*** Source document Section Begins ***
Studio album by Primal Scream
- Released: 5 August 2002
- Genre: Electronic rock; synthpunk; alternative rock; alternative dance; electroclash;
- Length: 41:52
- Label: Columbia (UK and Europe); Epic (US);
- Producer: Two Lone Swordsmen; Kevin Shields; Jagz Kooner;

Primal Scream chronology
| XTRMNTR (2000) | Evil Heat (2002) | Dirty Hits (2003) |

Singles from Evil Heat
- "Miss Lucifer" Released: June 2002; "Autobahn 66" Released: November 2002; "Some Velvet Morning" Released: November 2002;

= Evil Heat =

Evil Heat is the seventh studio album by Scottish rock band Primal Scream. It was first released on 5 August 2002 in the United Kingdom by Columbia Records and on 26 November 2002 in the United States by Epic Records. It peaked at number 9 on the UK Albums Chart. Musically, its style forms a link between two of the band's previous albums: the aggressive protest of XTRMNTR (2000), and the acid house psychedelia of Screamadelica (1991).

==Composition==
The track "Rise" was originally titled "Bomb the Pentagon", and debuted as part of the band's live set in summer 2001. In light of the 11 September 2001 attacks, both the lyrics and title of the song were reworked, and the revised version appears on the album. "Space Blues #2", written and performed solely by Martin Duffy, is a follow-up to "Space Blues", a song by his previous band Felt.

==Critical reception==

At Metacritic, which assigns a weighted average score out of 100 to reviews from mainstream critics, the album received an average score of 68, based on 24 reviews, indicating "generally favorable reviews".

Playlouder ranked the album at number 35 on their list of the top 50 albums of 2002.

Professional ratings
Aggregate scores
| Source | Rating |
| Metacritic | 68/100 |
Review scores
| Source | Rating |
| AllMusic | Star |
| Blender | Star |
| Dotmusic | Star |
| The Guardian | Star |
| Mojo | Star |
| NME | 8/10 |
| Pitchfork | 6.0/10 |
| Playlouder | Star |
| Rolling Stone | Star |
| Spin | 8/10 |

==Track listing==

| No. | Title | Writer(s) | Length |
|---|---|---|---|
| 1. | "Deep Hit of Morning Sun" |  | 3:44 |
| 2. | "Miss Lucifer" |  | 2:28 |
| 3. | "Autobahn 66" |  | 6:15 |
| 4. | "Detroit" |  | 3:03 |
| 5. | "Rise" |  | 4:21 |
| 6. | "The Lord Is My Shotgun" |  | 3:56 |
| 7. | "City" |  | 3:22 |
| 8. | "Some Velvet Morning" (featuring Kate Moss) | Lee Hazlewood | 3:40 |
| 9. | "Skull X" |  | 3:52 |
| 10. | "A Scanner Darkly" |  | 4:30 |
| 11. | "Space Blues #2" | Martin Duffy | 2:28 |

Japanese edition bonus track
| No. | Title | Length |
|---|---|---|
| 12. | "Substance D" | 3:46 |

==Personnel==
Credits adapted from liner notes.
*** Source document Section Ends ***
*** Data for review Section Begins ***
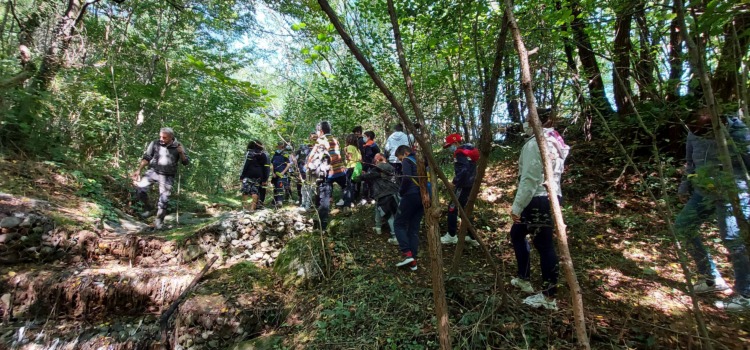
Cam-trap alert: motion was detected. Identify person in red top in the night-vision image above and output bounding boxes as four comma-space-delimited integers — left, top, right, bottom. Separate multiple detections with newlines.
440, 134, 479, 247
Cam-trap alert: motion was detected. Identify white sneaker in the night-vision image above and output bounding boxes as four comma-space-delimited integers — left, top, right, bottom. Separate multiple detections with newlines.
714, 295, 750, 312
440, 233, 458, 244
693, 277, 729, 294
510, 277, 534, 293
523, 293, 557, 311
466, 236, 479, 248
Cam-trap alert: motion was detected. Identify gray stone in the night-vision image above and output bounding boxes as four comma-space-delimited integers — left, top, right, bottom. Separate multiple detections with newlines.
0, 216, 22, 229
183, 244, 205, 261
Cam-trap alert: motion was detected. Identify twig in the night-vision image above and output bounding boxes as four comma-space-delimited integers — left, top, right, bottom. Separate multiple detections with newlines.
159, 256, 219, 350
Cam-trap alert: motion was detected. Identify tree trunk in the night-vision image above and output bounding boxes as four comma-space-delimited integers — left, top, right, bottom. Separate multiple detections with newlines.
570, 0, 614, 116
635, 1, 658, 101
712, 11, 750, 112
451, 15, 508, 274
505, 0, 591, 349
555, 1, 588, 116
666, 14, 683, 103
612, 5, 633, 117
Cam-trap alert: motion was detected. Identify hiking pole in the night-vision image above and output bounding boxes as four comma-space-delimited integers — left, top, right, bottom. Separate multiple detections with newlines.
175, 173, 182, 226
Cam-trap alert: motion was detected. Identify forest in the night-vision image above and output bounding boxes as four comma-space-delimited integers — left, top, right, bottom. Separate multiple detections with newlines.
0, 0, 750, 349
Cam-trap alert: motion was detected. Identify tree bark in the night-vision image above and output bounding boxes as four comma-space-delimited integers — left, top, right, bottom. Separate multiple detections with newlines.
318, 0, 497, 269
634, 1, 658, 101
505, 0, 591, 349
33, 0, 91, 91
712, 11, 750, 112
388, 0, 452, 349
612, 1, 633, 117
451, 15, 508, 274
666, 14, 683, 103
570, 0, 614, 116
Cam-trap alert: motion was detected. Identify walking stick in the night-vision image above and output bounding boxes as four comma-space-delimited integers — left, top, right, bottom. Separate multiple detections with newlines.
175, 173, 182, 225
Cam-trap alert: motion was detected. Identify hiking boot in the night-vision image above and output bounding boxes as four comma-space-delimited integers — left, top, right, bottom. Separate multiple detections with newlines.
523, 293, 557, 311
693, 277, 729, 294
466, 236, 479, 248
440, 233, 458, 244
714, 295, 750, 312
510, 277, 534, 293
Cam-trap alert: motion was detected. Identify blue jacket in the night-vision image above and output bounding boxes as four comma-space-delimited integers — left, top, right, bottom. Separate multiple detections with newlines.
398, 153, 419, 197
678, 117, 750, 195
240, 149, 271, 182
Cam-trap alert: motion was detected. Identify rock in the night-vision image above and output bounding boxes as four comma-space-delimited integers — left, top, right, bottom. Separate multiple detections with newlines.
161, 244, 174, 255
0, 216, 22, 229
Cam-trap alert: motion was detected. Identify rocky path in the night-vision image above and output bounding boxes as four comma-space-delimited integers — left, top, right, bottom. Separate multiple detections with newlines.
0, 191, 317, 349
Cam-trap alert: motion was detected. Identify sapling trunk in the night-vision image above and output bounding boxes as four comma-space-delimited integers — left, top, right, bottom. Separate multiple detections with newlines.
505, 0, 591, 349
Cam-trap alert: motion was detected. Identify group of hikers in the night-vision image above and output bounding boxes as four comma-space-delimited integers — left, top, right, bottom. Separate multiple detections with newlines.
133, 108, 750, 311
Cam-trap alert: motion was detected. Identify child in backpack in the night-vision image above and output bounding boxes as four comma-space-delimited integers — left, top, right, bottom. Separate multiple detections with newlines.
394, 145, 424, 271
362, 154, 400, 244
240, 140, 270, 211
271, 141, 292, 207
360, 130, 380, 204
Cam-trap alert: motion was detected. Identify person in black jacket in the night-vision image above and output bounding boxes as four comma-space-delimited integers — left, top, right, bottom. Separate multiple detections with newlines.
440, 134, 479, 247
394, 145, 424, 271
240, 140, 271, 210
271, 141, 292, 208
360, 130, 380, 204
132, 128, 190, 230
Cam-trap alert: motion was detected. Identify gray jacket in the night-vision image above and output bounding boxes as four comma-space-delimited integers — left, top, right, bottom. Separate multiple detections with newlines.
142, 140, 190, 176
677, 117, 750, 195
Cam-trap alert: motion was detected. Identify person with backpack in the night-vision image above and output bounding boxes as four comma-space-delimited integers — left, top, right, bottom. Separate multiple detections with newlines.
440, 134, 479, 247
240, 140, 271, 211
132, 128, 190, 230
675, 108, 750, 311
510, 108, 570, 310
362, 154, 401, 244
294, 133, 318, 208
360, 130, 380, 205
394, 145, 424, 271
385, 123, 412, 175
271, 141, 292, 208
306, 121, 346, 231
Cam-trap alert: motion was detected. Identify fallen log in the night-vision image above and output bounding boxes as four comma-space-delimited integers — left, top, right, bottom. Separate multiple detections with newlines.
159, 256, 219, 350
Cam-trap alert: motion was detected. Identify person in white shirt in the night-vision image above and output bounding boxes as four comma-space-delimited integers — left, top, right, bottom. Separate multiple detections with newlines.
510, 108, 570, 310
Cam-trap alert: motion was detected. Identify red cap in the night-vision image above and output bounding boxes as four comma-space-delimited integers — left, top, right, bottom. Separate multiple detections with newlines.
443, 134, 461, 148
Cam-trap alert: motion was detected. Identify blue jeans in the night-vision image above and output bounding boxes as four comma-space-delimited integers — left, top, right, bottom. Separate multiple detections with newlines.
510, 196, 560, 297
675, 179, 750, 296
393, 193, 424, 259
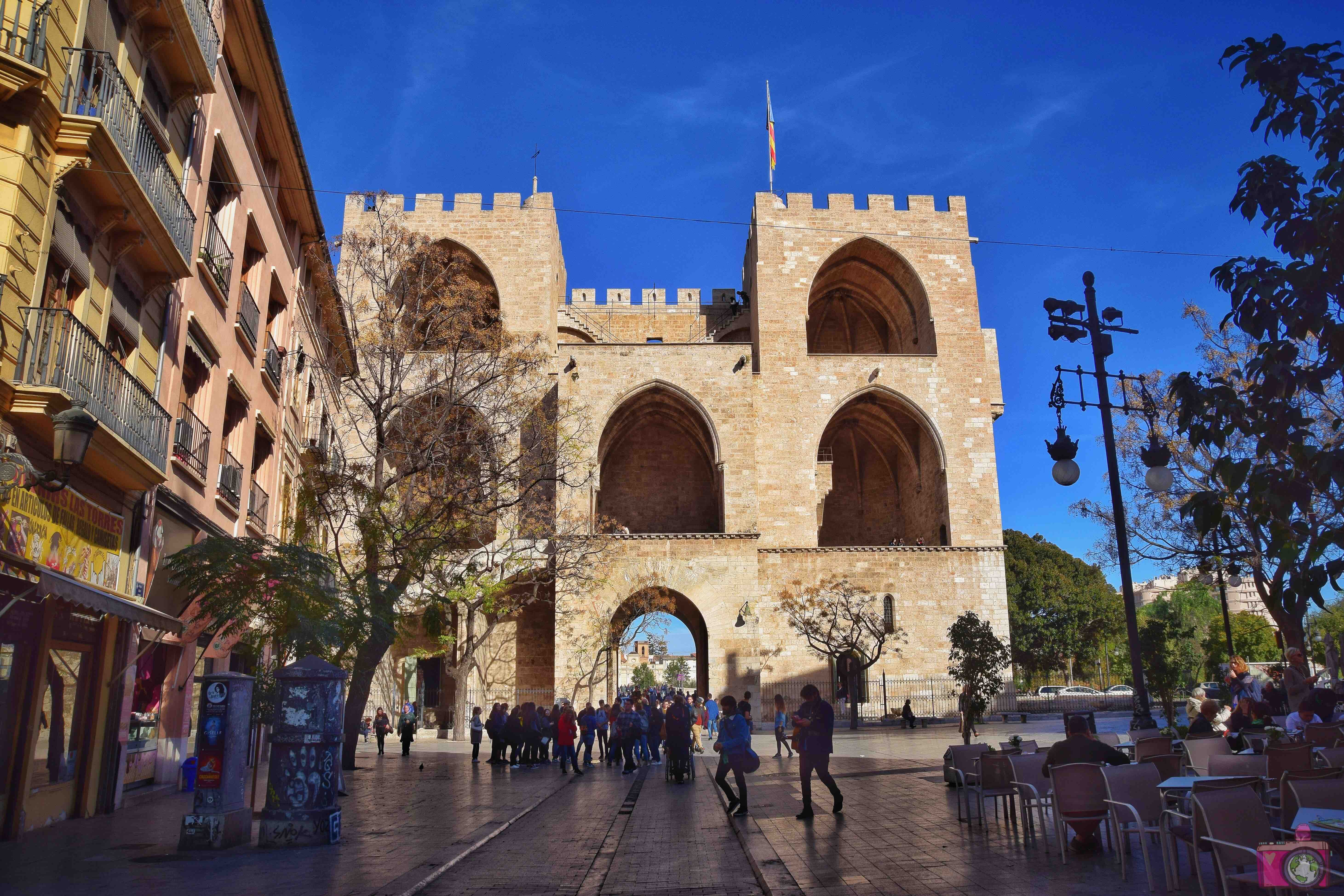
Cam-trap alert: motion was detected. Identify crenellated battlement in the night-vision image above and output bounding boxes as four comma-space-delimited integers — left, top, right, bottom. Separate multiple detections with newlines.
755, 193, 966, 218
564, 287, 738, 314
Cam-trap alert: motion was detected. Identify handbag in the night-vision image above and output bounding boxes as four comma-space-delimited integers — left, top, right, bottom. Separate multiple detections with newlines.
728, 747, 761, 775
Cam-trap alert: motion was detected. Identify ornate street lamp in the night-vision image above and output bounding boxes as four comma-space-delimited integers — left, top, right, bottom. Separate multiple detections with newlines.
1044, 271, 1173, 731
0, 400, 98, 501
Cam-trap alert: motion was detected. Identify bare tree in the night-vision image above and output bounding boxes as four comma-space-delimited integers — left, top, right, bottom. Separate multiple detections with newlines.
305, 196, 599, 768
780, 579, 906, 728
411, 516, 610, 740
1073, 304, 1344, 655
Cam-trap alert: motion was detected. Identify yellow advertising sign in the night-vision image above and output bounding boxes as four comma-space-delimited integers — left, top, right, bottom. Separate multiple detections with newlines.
0, 488, 125, 594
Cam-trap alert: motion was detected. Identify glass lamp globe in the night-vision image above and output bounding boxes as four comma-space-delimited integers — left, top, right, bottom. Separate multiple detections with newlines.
1050, 458, 1082, 485
1144, 466, 1175, 492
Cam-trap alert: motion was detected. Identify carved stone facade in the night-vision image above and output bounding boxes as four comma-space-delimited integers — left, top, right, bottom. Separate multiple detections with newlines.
345, 193, 1008, 698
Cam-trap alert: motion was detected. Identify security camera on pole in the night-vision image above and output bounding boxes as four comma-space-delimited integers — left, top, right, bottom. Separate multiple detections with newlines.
1044, 271, 1172, 731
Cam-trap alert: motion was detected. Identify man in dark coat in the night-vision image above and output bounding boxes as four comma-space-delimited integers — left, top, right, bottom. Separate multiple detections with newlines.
793, 685, 844, 819
396, 712, 415, 756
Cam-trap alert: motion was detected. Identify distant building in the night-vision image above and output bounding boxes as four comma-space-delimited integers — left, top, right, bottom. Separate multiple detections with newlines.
617, 641, 695, 689
1134, 570, 1270, 619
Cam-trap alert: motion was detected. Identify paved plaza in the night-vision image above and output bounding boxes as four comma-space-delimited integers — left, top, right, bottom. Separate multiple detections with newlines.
0, 719, 1177, 896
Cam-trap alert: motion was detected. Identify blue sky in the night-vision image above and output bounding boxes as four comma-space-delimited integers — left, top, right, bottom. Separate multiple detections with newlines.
269, 3, 1344, 649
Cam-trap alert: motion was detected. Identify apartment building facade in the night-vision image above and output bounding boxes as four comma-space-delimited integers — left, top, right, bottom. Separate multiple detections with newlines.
0, 0, 341, 837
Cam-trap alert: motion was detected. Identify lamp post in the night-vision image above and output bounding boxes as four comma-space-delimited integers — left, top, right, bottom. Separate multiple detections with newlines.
0, 400, 98, 501
1044, 271, 1172, 731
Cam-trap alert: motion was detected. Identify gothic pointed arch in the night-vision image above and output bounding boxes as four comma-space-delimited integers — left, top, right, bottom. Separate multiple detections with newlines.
808, 236, 938, 355
597, 380, 723, 533
817, 388, 949, 547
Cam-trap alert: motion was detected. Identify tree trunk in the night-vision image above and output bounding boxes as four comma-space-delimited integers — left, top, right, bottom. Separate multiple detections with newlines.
340, 631, 392, 770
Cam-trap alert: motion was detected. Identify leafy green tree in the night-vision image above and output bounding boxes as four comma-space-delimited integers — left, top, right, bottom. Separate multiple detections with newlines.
1138, 613, 1195, 725
948, 610, 1012, 744
1004, 529, 1125, 677
663, 657, 691, 688
1138, 582, 1223, 688
1200, 610, 1279, 681
1171, 34, 1344, 647
630, 663, 659, 690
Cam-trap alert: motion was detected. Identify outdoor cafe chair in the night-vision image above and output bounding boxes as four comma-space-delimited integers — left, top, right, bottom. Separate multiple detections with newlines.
1304, 723, 1344, 747
1163, 778, 1263, 893
1265, 744, 1312, 781
1138, 752, 1184, 781
1277, 768, 1344, 830
1208, 754, 1269, 778
1192, 787, 1301, 893
1134, 736, 1172, 762
1050, 762, 1110, 865
966, 752, 1017, 825
1008, 752, 1051, 854
948, 744, 989, 822
1102, 762, 1171, 892
1316, 747, 1344, 768
1185, 736, 1232, 775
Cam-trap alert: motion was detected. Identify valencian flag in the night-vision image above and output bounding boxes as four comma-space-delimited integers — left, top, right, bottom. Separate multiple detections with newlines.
765, 80, 774, 181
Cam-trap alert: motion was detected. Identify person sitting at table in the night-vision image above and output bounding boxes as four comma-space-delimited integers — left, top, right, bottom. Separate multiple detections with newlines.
1042, 716, 1129, 853
1185, 700, 1220, 738
1284, 693, 1321, 733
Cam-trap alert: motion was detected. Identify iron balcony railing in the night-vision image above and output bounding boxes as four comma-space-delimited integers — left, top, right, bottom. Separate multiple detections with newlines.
184, 0, 219, 78
60, 47, 196, 262
261, 333, 281, 387
238, 283, 261, 345
0, 0, 51, 69
200, 212, 234, 296
219, 449, 243, 506
13, 308, 172, 470
172, 404, 210, 480
247, 480, 270, 532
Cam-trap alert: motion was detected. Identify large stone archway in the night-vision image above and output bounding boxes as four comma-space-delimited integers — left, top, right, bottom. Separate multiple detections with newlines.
817, 388, 952, 548
606, 586, 710, 701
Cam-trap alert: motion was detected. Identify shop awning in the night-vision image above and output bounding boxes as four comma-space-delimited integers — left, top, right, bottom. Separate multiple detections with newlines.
0, 551, 181, 634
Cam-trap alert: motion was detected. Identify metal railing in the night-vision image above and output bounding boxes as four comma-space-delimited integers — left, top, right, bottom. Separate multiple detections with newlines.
200, 212, 234, 296
183, 0, 219, 78
13, 308, 172, 470
219, 449, 243, 506
261, 333, 281, 387
247, 480, 270, 532
172, 404, 210, 478
60, 47, 196, 262
564, 305, 621, 342
0, 0, 51, 69
238, 283, 261, 345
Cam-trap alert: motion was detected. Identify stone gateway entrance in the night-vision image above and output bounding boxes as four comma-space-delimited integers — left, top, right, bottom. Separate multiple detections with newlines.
344, 193, 1008, 695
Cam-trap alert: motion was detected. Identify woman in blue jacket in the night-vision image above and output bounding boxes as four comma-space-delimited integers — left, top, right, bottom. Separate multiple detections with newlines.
714, 693, 751, 816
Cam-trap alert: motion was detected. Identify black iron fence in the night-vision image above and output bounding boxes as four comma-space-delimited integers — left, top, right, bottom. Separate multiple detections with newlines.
172, 404, 210, 478
219, 450, 243, 506
13, 308, 171, 470
238, 283, 261, 345
247, 480, 270, 532
754, 674, 1134, 721
60, 47, 196, 262
0, 0, 51, 69
200, 212, 234, 296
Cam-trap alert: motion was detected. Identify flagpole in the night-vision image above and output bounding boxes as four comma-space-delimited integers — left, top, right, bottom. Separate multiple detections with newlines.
765, 80, 774, 195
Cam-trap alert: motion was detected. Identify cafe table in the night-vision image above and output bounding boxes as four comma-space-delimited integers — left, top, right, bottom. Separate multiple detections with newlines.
1292, 806, 1344, 837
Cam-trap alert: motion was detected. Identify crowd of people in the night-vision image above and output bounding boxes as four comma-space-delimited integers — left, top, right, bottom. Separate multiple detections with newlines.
457, 685, 844, 818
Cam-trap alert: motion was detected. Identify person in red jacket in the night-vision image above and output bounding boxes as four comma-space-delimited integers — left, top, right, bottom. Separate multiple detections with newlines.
555, 704, 583, 775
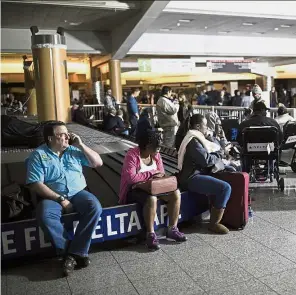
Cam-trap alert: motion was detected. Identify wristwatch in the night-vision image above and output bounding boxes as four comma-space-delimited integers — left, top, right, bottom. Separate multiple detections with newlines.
56, 196, 66, 204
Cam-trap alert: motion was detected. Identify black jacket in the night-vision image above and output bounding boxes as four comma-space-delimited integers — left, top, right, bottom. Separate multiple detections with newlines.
236, 115, 283, 146
104, 115, 126, 134
178, 138, 222, 190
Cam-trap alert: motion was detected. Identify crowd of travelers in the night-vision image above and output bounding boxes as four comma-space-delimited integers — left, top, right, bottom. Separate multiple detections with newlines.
16, 85, 295, 275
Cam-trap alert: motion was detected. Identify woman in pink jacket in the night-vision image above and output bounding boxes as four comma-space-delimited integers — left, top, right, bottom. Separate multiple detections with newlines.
119, 130, 187, 250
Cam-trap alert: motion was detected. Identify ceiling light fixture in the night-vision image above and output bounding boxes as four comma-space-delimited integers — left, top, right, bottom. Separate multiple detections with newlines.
179, 19, 193, 23
69, 22, 82, 26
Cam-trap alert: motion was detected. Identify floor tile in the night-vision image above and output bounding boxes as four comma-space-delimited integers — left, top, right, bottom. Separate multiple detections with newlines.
7, 261, 70, 295
120, 253, 180, 282
208, 279, 277, 295
182, 259, 251, 291
133, 271, 205, 295
260, 269, 296, 295
67, 265, 129, 293
209, 236, 265, 258
89, 251, 117, 266
234, 248, 296, 278
111, 244, 163, 263
72, 282, 138, 295
167, 244, 225, 267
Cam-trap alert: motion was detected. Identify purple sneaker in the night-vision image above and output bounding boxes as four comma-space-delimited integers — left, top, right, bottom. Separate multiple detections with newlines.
146, 233, 160, 251
167, 226, 187, 242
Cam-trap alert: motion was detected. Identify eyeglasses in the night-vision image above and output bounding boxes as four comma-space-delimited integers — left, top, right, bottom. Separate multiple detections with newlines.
54, 132, 70, 138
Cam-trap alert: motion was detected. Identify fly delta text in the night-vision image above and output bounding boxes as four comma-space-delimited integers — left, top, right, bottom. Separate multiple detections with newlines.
1, 204, 181, 257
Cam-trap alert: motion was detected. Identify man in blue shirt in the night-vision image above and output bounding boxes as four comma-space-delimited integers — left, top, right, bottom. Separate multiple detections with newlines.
127, 88, 140, 136
26, 121, 103, 275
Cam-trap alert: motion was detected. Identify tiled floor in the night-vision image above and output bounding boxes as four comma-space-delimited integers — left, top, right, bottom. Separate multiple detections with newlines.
1, 164, 296, 295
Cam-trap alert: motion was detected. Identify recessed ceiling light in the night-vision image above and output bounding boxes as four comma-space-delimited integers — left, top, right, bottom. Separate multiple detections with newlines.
179, 19, 193, 23
69, 22, 82, 26
243, 22, 255, 26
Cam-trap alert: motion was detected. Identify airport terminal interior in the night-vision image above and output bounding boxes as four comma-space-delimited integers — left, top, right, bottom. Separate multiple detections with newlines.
1, 0, 296, 295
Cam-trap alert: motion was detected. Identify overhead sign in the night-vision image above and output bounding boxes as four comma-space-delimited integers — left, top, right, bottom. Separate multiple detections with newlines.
138, 58, 195, 73
138, 59, 151, 72
207, 60, 253, 73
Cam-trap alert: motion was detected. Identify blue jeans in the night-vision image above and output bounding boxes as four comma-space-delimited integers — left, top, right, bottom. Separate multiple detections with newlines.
188, 174, 231, 209
37, 190, 102, 256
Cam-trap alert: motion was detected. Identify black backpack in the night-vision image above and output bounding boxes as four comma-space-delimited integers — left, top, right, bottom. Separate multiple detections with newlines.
1, 115, 51, 148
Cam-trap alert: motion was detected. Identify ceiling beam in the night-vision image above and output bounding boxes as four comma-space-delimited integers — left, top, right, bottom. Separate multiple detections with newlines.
91, 54, 112, 67
112, 1, 170, 59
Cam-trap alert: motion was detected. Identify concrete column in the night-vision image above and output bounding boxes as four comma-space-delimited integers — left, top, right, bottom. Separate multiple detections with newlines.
24, 60, 37, 116
109, 59, 122, 102
32, 34, 71, 122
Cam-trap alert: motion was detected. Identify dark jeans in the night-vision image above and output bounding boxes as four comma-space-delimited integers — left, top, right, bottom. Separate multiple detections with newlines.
188, 174, 231, 209
37, 190, 102, 256
129, 115, 138, 136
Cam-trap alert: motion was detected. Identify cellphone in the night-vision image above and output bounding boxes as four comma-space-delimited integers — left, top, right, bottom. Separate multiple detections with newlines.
68, 133, 73, 145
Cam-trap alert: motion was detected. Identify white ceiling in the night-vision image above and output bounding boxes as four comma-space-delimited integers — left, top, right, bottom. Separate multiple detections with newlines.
1, 0, 139, 31
147, 12, 296, 38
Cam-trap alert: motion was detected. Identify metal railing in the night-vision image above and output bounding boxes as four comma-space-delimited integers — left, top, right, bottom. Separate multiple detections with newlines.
84, 103, 296, 122
83, 104, 104, 122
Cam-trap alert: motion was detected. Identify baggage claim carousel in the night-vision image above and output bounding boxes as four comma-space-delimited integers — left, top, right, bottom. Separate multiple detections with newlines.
1, 123, 208, 260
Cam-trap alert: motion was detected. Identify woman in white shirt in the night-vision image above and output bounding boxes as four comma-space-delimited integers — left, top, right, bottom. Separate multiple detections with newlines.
275, 103, 296, 131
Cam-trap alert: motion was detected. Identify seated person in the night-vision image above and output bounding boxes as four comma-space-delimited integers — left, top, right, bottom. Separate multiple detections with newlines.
72, 104, 89, 126
237, 101, 283, 146
119, 130, 187, 250
26, 121, 103, 275
116, 109, 128, 135
136, 108, 154, 142
178, 114, 231, 234
275, 103, 296, 131
104, 109, 127, 135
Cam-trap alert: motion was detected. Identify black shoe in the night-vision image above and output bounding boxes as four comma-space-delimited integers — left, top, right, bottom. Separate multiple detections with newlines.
74, 255, 90, 267
63, 255, 77, 277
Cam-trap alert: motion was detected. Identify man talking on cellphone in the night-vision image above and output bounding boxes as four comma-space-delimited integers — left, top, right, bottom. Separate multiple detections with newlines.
26, 121, 103, 276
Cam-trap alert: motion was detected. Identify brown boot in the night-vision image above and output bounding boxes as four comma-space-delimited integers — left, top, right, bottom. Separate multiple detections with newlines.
209, 207, 229, 235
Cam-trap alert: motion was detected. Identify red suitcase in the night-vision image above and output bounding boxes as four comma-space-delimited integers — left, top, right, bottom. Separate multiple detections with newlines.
213, 172, 250, 229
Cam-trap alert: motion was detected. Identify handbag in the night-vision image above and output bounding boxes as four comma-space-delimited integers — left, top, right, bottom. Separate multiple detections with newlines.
137, 176, 178, 196
1, 183, 30, 222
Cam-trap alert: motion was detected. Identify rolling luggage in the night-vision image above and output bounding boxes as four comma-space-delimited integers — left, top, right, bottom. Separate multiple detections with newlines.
213, 172, 250, 229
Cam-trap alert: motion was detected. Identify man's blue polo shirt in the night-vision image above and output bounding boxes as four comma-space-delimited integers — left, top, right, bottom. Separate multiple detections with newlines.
26, 144, 90, 197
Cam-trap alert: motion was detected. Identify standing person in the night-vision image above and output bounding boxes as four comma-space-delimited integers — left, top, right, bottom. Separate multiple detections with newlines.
*** Data for review Section Ends ***
### Exercise brief
Translate this sentence from the Evil Heat article into Spanish: "Playlouder ranked the album at number 35 on their list of the top 50 albums of 2002."

### Your response
Playlouder situó el álbum en el número 35 de su lista de los 50 mejores álbumes de 2002.